## begin

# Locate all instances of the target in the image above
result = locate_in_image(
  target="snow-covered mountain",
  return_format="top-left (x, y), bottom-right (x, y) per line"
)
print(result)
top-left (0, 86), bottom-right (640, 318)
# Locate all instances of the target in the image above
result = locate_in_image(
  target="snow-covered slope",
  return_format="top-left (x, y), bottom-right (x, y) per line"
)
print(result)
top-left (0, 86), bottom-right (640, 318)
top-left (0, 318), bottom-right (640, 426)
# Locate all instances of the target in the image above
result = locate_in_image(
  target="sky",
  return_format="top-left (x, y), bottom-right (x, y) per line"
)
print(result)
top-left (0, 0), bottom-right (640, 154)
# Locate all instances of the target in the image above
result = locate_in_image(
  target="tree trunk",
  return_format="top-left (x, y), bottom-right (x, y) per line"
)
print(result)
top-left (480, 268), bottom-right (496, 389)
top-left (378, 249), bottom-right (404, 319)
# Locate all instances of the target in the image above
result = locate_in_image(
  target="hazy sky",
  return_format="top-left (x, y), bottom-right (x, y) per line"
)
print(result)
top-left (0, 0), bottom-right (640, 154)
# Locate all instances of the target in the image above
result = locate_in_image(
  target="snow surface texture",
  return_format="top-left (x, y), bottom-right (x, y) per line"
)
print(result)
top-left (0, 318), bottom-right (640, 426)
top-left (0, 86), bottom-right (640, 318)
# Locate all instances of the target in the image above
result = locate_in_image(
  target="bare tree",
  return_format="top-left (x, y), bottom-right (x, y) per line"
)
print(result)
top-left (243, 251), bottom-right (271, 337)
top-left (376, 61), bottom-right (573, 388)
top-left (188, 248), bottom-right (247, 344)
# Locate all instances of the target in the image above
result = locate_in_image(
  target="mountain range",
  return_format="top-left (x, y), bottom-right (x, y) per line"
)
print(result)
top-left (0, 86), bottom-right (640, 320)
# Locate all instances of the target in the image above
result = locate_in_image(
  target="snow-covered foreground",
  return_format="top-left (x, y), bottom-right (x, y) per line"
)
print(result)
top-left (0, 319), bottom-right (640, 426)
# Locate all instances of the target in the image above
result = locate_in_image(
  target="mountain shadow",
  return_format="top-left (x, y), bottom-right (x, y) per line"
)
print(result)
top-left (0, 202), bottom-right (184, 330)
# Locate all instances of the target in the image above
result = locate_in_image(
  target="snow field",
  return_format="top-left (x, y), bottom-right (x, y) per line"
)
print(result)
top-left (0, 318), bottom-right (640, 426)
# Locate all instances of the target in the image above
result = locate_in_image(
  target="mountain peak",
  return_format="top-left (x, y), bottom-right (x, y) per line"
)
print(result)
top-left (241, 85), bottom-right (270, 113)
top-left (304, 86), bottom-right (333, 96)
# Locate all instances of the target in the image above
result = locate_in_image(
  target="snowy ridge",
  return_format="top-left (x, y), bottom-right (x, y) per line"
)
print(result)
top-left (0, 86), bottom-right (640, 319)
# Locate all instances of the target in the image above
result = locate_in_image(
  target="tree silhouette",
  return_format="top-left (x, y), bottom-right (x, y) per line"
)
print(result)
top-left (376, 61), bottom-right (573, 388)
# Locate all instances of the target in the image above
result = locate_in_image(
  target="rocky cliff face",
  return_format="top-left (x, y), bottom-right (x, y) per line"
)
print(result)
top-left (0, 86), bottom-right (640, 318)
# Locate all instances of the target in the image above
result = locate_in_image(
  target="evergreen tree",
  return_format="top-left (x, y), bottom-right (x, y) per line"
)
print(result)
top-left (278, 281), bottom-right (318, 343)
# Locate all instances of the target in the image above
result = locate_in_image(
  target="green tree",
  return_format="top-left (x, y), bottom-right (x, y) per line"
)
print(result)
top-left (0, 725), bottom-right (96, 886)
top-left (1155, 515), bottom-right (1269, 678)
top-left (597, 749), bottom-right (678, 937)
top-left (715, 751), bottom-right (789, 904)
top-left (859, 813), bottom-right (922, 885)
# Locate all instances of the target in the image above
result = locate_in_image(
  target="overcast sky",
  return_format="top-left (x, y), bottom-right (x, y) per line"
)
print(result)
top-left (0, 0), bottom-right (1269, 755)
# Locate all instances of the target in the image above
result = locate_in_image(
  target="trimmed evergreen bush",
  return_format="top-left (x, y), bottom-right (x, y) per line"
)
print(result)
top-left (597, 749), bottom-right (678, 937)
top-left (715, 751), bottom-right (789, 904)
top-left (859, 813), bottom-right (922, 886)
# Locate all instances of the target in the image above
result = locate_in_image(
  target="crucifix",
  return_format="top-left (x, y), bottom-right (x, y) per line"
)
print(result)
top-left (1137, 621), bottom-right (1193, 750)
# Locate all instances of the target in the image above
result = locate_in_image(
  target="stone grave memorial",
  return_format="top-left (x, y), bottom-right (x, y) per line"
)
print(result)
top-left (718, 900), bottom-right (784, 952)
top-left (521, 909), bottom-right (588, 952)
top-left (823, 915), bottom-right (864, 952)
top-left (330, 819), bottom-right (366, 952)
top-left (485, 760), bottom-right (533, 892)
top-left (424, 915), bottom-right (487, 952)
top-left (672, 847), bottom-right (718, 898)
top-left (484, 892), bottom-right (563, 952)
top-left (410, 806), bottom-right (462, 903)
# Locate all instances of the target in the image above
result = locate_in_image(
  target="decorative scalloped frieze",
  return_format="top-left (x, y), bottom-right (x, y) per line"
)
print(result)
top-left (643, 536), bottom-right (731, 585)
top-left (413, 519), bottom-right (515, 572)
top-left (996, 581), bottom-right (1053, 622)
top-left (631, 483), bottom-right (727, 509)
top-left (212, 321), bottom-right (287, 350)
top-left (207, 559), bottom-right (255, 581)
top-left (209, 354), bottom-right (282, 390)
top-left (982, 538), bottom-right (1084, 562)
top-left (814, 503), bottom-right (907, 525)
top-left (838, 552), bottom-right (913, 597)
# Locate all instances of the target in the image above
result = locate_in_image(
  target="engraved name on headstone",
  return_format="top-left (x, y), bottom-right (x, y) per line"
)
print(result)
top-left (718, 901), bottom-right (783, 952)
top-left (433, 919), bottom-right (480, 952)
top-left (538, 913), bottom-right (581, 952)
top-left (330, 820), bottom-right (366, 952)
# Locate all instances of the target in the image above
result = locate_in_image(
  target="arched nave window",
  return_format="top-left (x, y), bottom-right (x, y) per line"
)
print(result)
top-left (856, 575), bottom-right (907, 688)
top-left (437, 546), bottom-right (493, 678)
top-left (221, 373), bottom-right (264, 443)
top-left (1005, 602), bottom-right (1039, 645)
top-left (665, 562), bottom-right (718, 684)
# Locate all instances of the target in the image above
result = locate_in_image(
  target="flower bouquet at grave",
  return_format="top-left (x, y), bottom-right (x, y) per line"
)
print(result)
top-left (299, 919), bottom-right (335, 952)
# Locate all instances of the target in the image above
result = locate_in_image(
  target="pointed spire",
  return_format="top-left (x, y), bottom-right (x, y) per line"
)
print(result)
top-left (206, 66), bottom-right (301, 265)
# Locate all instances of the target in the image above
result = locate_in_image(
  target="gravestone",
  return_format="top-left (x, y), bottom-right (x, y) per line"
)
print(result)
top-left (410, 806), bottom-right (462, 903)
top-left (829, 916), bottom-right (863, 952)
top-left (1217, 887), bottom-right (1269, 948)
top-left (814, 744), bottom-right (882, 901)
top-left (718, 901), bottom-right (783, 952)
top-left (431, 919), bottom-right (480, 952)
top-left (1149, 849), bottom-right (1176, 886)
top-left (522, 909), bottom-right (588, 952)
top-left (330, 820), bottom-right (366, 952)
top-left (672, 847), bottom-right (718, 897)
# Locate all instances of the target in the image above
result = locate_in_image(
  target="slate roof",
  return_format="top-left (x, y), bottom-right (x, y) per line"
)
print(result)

## end

• _What to work on_
Return each line of the records above that contains the word "tree", copying every such line in full.

• _Worked solution_
  target="tree trunk",
  target="bare tree",
  target="tree silhouette",
  target="evergreen tree",
  target="green tree",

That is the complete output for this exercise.